France | France, Cour administrative d'appel de Paris, 4ème chambre, 11 mars 2022, 21PA01114


Vu la procédure suivante :

Procédure contentieuse antérieure :

La Fédération nationale des étudiant.e.s en soins infirmiers (FNESI) a demandé au tribunal administratif de Paris d'annuler la décision du 2 juillet 2019 par laquelle le conseil d'administration de Sorbonne Université a instauré une tarification complémentaire aux droits d'inscription pour la formation initiale des élèves infirmiers au titre de l'année 2019-2020 et d'enjoindre à Sorbonne Université de rembourser les étudiants qui se seraient déjà acquittés de la " Cotisation des élèves infirmiers

" d'un montant de 39,10 euros.

Par un jugement n°1918830/1-2 du 19 janvier 2021...

Vu la procédure suivante :

Procédure contentieuse antérieure :

La Fédération nationale des étudiant.e.s en soins infirmiers (FNESI) a demandé au tribunal administratif de Paris d'annuler la décision du 2 juillet 2019 par laquelle le conseil d'administration de Sorbonne Université a instauré une tarification complémentaire aux droits d'inscription pour la formation initiale des élèves infirmiers au titre de l'année 2019-2020 et d'enjoindre à Sorbonne Université de rembourser les étudiants qui se seraient déjà acquittés de la " Cotisation des élèves infirmiers " d'un montant de 39,10 euros.

Par un jugement n°1918830/1-2 du 19 janvier 2021, le tribunal administratif de Paris a rejeté sa demande.

Procédure devant la Cour :

Par une requête enregistrée le 4 mars 2021, la Fédération nationale des étudiant.e.s en soins infirmiers, représentée par Me Verdier, demande à la Cour :

1°) d'annuler ce jugement du 19 janvier 2021 ;

2°) d'annuler la décision du 2 juillet 2019 et d'enjoindre à Sorbonne Université de rembourser les étudiants qui se seraient déjà acquittés de la " Cotisation des élèves infirmiers " d'un montant de 39,10 euros

3°) de mettre à la charge de Sorbonne Université une somme de 2500 euros en application de l'article L. 761-1 du code de justice administrative.

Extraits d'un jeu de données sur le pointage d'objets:
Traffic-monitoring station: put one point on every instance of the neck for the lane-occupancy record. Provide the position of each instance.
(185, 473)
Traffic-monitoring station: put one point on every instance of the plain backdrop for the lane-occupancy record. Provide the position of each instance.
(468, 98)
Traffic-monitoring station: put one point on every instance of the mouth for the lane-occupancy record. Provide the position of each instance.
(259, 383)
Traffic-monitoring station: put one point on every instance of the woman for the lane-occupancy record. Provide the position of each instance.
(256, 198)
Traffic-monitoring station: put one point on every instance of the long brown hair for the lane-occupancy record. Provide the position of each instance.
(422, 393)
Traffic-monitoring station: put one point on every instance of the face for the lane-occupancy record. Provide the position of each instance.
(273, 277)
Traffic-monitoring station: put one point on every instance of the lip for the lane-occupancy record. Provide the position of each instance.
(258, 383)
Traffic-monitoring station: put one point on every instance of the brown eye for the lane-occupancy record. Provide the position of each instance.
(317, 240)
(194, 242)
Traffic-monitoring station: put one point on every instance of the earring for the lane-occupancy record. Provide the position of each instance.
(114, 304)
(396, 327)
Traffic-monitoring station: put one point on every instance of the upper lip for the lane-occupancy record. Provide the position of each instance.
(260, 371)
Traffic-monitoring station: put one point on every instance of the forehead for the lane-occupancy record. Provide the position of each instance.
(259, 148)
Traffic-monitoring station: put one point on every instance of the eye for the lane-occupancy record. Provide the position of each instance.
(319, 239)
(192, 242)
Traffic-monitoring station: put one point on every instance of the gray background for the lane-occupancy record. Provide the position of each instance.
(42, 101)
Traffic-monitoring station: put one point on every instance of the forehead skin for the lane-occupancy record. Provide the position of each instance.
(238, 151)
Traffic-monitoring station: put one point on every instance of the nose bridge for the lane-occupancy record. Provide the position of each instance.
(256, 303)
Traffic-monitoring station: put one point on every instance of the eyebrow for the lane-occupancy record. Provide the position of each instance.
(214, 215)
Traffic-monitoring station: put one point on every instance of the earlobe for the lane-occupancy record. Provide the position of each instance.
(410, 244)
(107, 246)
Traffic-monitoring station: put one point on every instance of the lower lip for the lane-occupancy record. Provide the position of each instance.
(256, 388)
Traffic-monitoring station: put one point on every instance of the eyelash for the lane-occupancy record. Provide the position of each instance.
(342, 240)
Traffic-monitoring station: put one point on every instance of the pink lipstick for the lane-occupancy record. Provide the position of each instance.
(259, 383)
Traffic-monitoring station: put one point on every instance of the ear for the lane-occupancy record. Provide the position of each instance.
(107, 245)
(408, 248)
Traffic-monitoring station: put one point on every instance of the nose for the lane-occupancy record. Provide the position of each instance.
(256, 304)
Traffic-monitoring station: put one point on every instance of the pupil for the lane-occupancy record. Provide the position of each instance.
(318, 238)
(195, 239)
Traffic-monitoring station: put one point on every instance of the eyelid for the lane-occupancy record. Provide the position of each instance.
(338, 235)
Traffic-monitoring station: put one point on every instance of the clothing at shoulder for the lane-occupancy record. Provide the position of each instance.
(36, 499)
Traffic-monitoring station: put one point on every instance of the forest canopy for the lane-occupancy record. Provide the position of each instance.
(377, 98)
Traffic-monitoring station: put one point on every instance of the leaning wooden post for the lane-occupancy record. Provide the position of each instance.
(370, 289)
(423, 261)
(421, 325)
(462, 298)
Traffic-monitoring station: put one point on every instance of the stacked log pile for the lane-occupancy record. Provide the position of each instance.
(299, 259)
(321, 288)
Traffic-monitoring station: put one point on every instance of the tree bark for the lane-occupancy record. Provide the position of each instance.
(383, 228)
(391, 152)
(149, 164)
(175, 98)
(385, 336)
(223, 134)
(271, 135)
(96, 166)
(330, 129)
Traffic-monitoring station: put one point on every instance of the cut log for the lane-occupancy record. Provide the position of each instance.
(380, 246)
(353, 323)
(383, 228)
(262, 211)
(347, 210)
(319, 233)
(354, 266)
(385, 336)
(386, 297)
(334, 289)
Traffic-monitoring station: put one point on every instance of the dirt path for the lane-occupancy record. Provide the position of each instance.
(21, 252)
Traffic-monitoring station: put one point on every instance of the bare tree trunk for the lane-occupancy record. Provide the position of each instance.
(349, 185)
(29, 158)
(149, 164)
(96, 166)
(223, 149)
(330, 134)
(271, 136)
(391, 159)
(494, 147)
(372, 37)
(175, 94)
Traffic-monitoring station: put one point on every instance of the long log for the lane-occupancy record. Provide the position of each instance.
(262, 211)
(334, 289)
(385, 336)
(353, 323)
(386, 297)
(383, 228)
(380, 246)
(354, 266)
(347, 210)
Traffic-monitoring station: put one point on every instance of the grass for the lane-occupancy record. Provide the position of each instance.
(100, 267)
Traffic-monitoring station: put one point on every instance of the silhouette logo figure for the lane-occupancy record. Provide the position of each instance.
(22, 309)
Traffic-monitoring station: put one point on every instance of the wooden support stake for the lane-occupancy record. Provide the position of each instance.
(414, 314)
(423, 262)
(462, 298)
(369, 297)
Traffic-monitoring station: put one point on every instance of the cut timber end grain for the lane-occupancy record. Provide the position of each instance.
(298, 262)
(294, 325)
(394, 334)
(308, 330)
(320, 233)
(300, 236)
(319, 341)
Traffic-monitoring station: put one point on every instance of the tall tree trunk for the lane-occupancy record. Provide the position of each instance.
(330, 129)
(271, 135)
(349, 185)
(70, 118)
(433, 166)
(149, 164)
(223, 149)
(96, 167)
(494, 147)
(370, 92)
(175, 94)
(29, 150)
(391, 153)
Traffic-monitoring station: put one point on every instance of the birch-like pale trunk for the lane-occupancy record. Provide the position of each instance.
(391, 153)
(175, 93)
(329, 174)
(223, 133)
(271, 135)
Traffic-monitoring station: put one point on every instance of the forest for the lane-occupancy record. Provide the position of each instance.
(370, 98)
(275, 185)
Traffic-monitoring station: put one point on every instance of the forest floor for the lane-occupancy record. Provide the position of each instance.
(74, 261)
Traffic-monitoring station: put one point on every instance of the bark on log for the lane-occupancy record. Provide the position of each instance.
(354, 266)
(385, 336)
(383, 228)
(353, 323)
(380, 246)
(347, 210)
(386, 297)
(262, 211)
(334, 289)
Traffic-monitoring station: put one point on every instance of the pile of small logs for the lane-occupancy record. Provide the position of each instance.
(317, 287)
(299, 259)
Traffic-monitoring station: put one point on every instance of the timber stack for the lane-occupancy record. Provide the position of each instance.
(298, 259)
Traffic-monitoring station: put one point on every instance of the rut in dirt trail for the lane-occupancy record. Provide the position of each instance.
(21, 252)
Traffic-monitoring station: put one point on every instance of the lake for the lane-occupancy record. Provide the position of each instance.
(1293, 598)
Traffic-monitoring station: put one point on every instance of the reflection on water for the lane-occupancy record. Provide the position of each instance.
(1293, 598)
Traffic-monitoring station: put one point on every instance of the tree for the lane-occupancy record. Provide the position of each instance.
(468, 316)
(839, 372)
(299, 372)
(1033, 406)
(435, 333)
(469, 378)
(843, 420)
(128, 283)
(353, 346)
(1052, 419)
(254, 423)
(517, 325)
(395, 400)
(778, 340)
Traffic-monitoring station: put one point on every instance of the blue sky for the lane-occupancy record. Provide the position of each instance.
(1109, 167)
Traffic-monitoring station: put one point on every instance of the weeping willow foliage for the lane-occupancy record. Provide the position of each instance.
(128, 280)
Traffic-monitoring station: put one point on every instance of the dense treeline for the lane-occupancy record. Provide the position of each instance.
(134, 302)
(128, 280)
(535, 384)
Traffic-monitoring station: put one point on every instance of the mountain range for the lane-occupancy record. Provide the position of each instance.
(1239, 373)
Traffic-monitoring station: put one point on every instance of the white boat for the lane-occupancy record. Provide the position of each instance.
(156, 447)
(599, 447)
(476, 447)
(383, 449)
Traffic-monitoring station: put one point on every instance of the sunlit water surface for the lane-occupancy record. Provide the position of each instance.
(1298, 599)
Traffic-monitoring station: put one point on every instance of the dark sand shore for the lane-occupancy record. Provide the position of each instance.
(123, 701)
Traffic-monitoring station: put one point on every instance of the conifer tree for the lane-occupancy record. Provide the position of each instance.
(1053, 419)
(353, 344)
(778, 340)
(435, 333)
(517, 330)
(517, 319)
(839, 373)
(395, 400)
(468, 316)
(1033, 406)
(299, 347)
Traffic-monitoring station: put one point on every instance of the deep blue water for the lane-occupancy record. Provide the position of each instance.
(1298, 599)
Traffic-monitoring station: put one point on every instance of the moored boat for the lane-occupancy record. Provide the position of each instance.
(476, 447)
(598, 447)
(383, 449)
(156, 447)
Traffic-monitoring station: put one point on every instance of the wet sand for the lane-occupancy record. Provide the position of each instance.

TRAVAIL DEMANDÉ:
**a)** Recopiez fidèlement le passage du document qui commence par "Procédure devant la" et s'arrête à "de justice administrative.".
**b)** Relevez toutes les dates complètes (jour, mois et année) qui figurent dans le document, en citant chacune une seule fois.
Les entrées forment un ensemble à part, indépendant du document.

RÉPONSES PAR TÂCHE:
**a)**
Procédure devant la Cour :

Par une requête enregistrée le 4 mars 2021, la Fédération nationale des étudiant.e.s en soins infirmiers, représentée par Me Verdier, demande à la Cour :

1°) d'annuler ce jugement du 19 janvier 2021 ;

2°) d'annuler la décision du 2 juillet 2019 et d'enjoindre à Sorbonne Université de rembourser les étudiants qui se seraient déjà acquittés de la " Cotisation des élèves infirmiers " d'un montant de 39,10 euros

3°) de mettre à la charge de Sorbonne Université une somme de 2500 euros en application de l'article L. 761-1 du code de justice administrative.

**b)**
- 11 mars 2022
- 2 juillet 2019
- 19 janvier 2021
- 4 mars 2021